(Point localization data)
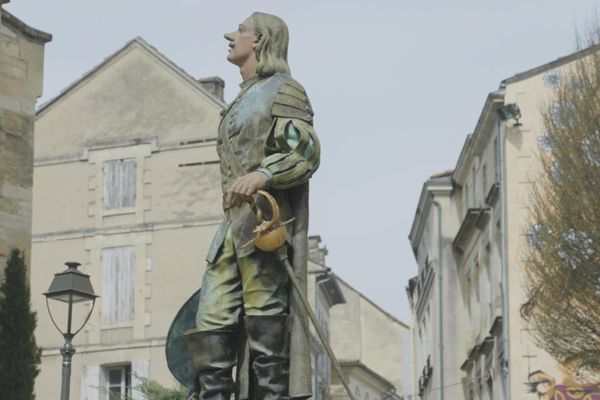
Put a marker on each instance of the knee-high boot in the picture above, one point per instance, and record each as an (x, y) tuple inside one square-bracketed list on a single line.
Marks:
[(213, 355), (268, 343)]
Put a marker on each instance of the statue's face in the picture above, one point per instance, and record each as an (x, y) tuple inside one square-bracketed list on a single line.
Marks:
[(241, 43)]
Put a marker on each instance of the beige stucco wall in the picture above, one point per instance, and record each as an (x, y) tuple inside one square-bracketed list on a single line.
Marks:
[(21, 73), (360, 330)]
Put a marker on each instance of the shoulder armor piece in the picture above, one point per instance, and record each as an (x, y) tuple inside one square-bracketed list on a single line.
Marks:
[(291, 101)]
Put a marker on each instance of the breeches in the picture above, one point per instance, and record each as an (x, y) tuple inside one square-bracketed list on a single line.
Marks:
[(256, 284)]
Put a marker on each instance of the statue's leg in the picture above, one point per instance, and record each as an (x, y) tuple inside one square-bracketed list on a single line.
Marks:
[(265, 293), (213, 344)]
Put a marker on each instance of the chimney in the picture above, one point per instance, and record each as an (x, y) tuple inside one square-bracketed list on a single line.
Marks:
[(214, 85), (316, 253)]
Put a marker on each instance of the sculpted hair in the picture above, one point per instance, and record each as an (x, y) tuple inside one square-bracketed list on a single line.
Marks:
[(271, 51)]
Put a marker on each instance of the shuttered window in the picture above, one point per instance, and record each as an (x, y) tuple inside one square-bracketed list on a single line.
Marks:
[(117, 284), (119, 183)]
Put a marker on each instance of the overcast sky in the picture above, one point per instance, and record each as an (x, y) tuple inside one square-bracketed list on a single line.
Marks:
[(396, 86)]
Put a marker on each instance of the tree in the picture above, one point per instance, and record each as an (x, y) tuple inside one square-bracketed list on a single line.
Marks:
[(19, 354), (563, 268), (153, 390)]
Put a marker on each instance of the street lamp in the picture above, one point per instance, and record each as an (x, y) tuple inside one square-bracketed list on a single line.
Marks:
[(70, 286)]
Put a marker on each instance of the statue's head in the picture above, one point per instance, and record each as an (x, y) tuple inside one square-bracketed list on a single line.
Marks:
[(263, 37), (271, 51)]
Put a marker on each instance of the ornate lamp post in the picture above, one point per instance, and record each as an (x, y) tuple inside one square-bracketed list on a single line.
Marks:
[(70, 286)]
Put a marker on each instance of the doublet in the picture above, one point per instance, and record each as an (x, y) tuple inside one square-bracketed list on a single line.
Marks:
[(268, 127)]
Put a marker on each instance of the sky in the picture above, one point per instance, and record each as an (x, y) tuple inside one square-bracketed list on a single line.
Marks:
[(396, 86)]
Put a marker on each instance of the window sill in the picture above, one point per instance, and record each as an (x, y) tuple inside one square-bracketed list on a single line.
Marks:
[(118, 211), (119, 325)]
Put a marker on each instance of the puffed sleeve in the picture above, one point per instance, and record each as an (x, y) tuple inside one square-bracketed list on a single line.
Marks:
[(292, 149)]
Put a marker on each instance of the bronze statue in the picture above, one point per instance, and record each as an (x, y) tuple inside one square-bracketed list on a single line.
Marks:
[(248, 315)]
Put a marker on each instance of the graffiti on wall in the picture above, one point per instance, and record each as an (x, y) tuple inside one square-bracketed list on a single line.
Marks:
[(546, 388)]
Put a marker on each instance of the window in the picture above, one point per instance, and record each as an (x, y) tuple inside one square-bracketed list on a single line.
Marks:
[(496, 160), (119, 183), (474, 185), (117, 284), (484, 179), (465, 198), (118, 379)]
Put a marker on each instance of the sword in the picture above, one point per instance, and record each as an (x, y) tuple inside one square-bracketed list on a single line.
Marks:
[(270, 235), (313, 319)]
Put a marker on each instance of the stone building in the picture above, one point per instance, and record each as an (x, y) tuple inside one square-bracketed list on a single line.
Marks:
[(468, 236), (21, 73), (370, 343), (127, 183)]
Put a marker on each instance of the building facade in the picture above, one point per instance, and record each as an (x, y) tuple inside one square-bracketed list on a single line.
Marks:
[(21, 73), (127, 183), (470, 230)]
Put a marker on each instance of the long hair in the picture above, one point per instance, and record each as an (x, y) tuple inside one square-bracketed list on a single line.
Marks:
[(271, 51)]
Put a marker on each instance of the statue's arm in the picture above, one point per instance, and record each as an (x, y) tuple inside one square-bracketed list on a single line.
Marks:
[(292, 148)]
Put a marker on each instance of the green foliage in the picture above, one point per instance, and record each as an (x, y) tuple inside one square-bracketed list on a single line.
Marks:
[(19, 354), (153, 390), (564, 254)]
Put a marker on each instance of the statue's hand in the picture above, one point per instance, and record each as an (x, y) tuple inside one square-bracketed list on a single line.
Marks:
[(244, 187)]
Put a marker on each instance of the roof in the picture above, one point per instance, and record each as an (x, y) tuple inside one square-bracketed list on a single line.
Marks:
[(360, 365), (387, 314), (28, 31), (551, 65), (140, 43)]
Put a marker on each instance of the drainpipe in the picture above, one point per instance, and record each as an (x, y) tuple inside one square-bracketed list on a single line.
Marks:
[(500, 136), (436, 204)]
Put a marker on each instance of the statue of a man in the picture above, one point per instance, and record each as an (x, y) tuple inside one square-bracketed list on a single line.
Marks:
[(265, 141)]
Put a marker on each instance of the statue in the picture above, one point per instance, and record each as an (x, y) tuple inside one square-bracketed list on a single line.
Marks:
[(247, 314)]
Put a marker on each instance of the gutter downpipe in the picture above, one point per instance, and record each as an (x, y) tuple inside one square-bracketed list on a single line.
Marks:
[(500, 134), (440, 297)]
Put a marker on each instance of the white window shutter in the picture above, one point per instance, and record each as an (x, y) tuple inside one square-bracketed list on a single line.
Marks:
[(117, 284), (90, 382), (119, 183), (128, 182), (139, 372)]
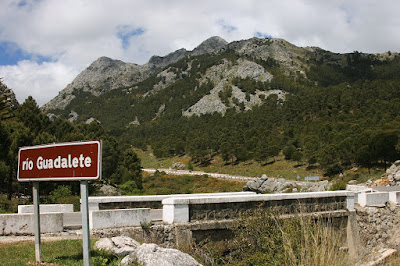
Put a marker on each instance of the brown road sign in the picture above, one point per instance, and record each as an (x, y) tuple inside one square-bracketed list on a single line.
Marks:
[(71, 161)]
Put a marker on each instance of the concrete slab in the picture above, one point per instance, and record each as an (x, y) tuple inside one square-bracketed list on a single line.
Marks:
[(118, 218), (94, 202), (176, 210), (19, 224), (373, 199), (44, 208)]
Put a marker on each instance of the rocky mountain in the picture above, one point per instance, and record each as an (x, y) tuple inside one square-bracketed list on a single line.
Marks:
[(106, 74), (213, 78), (246, 100), (8, 101)]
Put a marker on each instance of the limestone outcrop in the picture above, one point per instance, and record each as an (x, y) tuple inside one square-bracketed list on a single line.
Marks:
[(393, 174), (281, 185), (145, 254)]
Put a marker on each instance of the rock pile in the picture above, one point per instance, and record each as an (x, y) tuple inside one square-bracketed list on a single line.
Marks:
[(393, 174), (145, 254), (281, 185)]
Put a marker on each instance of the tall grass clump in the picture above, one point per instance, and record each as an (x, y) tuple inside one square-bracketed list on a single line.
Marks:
[(262, 237)]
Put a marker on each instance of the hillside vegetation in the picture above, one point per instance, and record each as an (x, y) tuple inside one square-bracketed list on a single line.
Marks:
[(256, 99)]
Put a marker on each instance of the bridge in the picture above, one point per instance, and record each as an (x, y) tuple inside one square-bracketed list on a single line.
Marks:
[(178, 220)]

What is expected: Scan the records for lines that hold "wall", and reproduce each one you find.

Solution to the problem:
Put a marker on each instance of the beige stucco wall in the picture above, one point per instance, and record each as an (x, y) tuple inside one square-bracketed list on a single line.
Put a marker on each instance of the graffiti on wall in the picture above, one point per instance, and record each as an (x, y) tuple inside one square-bracketed list on a single line.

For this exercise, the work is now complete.